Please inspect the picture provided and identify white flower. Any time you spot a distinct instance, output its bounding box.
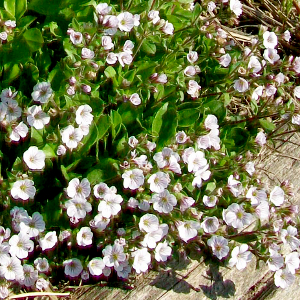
[255,131,267,146]
[187,80,201,98]
[65,197,92,220]
[187,151,207,173]
[292,114,300,125]
[222,203,253,229]
[103,244,126,269]
[61,125,83,150]
[197,129,221,150]
[0,227,10,244]
[96,3,111,15]
[81,48,94,59]
[35,278,50,291]
[192,164,211,188]
[142,225,167,249]
[274,268,295,289]
[0,256,24,281]
[263,31,278,49]
[19,212,45,238]
[201,217,219,234]
[88,258,105,276]
[246,187,267,205]
[248,56,262,73]
[118,51,133,67]
[205,114,219,130]
[252,86,264,101]
[77,227,93,247]
[132,248,151,274]
[282,30,291,42]
[263,48,280,64]
[219,53,231,67]
[31,82,53,104]
[161,21,174,35]
[106,52,118,64]
[10,207,29,232]
[23,146,45,170]
[294,86,300,99]
[203,195,218,207]
[175,131,188,143]
[207,236,229,259]
[90,213,110,231]
[230,0,243,17]
[285,252,300,274]
[27,105,50,129]
[102,35,114,50]
[75,105,93,126]
[57,145,67,156]
[0,285,9,299]
[270,186,285,206]
[11,179,36,201]
[0,32,7,41]
[151,189,177,213]
[133,14,140,26]
[34,257,49,273]
[22,264,38,287]
[4,100,22,122]
[245,162,255,176]
[0,103,7,121]
[93,182,111,199]
[98,193,123,218]
[70,31,83,45]
[228,244,253,270]
[177,220,200,243]
[267,253,284,271]
[227,175,243,197]
[148,172,170,193]
[155,241,172,262]
[207,1,216,12]
[187,51,198,63]
[148,10,160,24]
[255,200,270,221]
[281,226,300,251]
[116,260,131,278]
[39,231,57,251]
[123,40,134,54]
[118,12,134,32]
[122,168,144,190]
[10,122,28,142]
[265,84,277,97]
[64,258,83,278]
[234,77,249,92]
[129,93,141,105]
[9,233,34,259]
[139,214,159,233]
[67,178,91,199]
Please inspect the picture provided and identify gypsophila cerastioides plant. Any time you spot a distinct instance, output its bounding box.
[1,0,300,296]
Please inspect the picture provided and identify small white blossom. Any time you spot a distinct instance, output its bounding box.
[11,179,36,201]
[98,193,123,218]
[19,212,45,238]
[201,217,219,233]
[118,12,134,32]
[228,244,253,270]
[88,257,105,276]
[148,172,170,193]
[129,93,141,105]
[132,248,151,274]
[177,220,200,243]
[77,227,93,247]
[118,51,133,67]
[57,145,67,156]
[67,178,91,199]
[9,233,34,259]
[103,244,126,270]
[22,264,38,287]
[122,168,144,190]
[70,31,83,45]
[123,40,134,54]
[64,258,83,278]
[203,195,218,207]
[106,52,118,64]
[102,35,114,50]
[148,10,160,25]
[263,48,280,64]
[187,51,198,63]
[75,105,93,126]
[65,197,92,220]
[281,226,300,251]
[161,21,174,35]
[34,257,49,273]
[274,268,295,289]
[248,56,262,73]
[267,253,284,271]
[39,231,57,251]
[255,131,267,146]
[282,30,291,42]
[96,3,111,15]
[263,31,278,49]
[23,146,45,170]
[270,186,285,206]
[0,256,24,281]
[207,236,229,259]
[222,203,253,229]
[151,189,177,213]
[31,82,53,104]
[27,105,50,129]
[10,122,28,142]
[219,53,231,67]
[155,241,172,262]
[230,0,243,17]
[234,77,249,92]
[61,125,83,150]
[139,214,159,233]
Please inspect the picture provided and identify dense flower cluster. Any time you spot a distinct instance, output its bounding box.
[1,0,300,297]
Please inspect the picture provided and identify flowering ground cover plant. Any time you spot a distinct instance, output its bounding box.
[1,0,300,297]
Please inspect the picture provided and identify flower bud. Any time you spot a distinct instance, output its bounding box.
[73,61,81,68]
[69,76,76,85]
[82,84,91,94]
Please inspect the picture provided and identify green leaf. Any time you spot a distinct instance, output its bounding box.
[152,103,169,139]
[110,110,122,139]
[42,144,56,158]
[206,100,227,121]
[3,63,20,85]
[178,108,200,127]
[4,0,27,20]
[205,182,216,193]
[192,2,201,22]
[31,128,43,147]
[80,114,111,154]
[259,119,276,132]
[23,28,44,52]
[104,66,116,78]
[141,38,156,55]
[28,0,61,15]
[230,233,260,243]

________________________

[Problem statement] Exact copies of the lines from the one holding "Please inspect the picture provided and identify flower bud." to the end of the entries are all that should be written.

[Solution below]
Please inspect the picture provided and identify flower bud. Any time you spot a distinct instance, output its bounding box.
[73,61,81,68]
[69,76,76,85]
[82,84,91,94]
Please inspect the picture provided and identify green leaf. Any time you spot a distinct instance, output its bounding box.
[152,103,169,139]
[110,110,122,139]
[42,144,56,158]
[206,100,227,121]
[3,63,20,85]
[178,108,200,127]
[4,0,27,20]
[205,182,216,193]
[192,2,201,22]
[31,128,43,147]
[80,114,111,154]
[259,119,276,132]
[23,28,44,52]
[104,66,116,78]
[141,38,156,55]
[28,0,61,15]
[230,233,260,243]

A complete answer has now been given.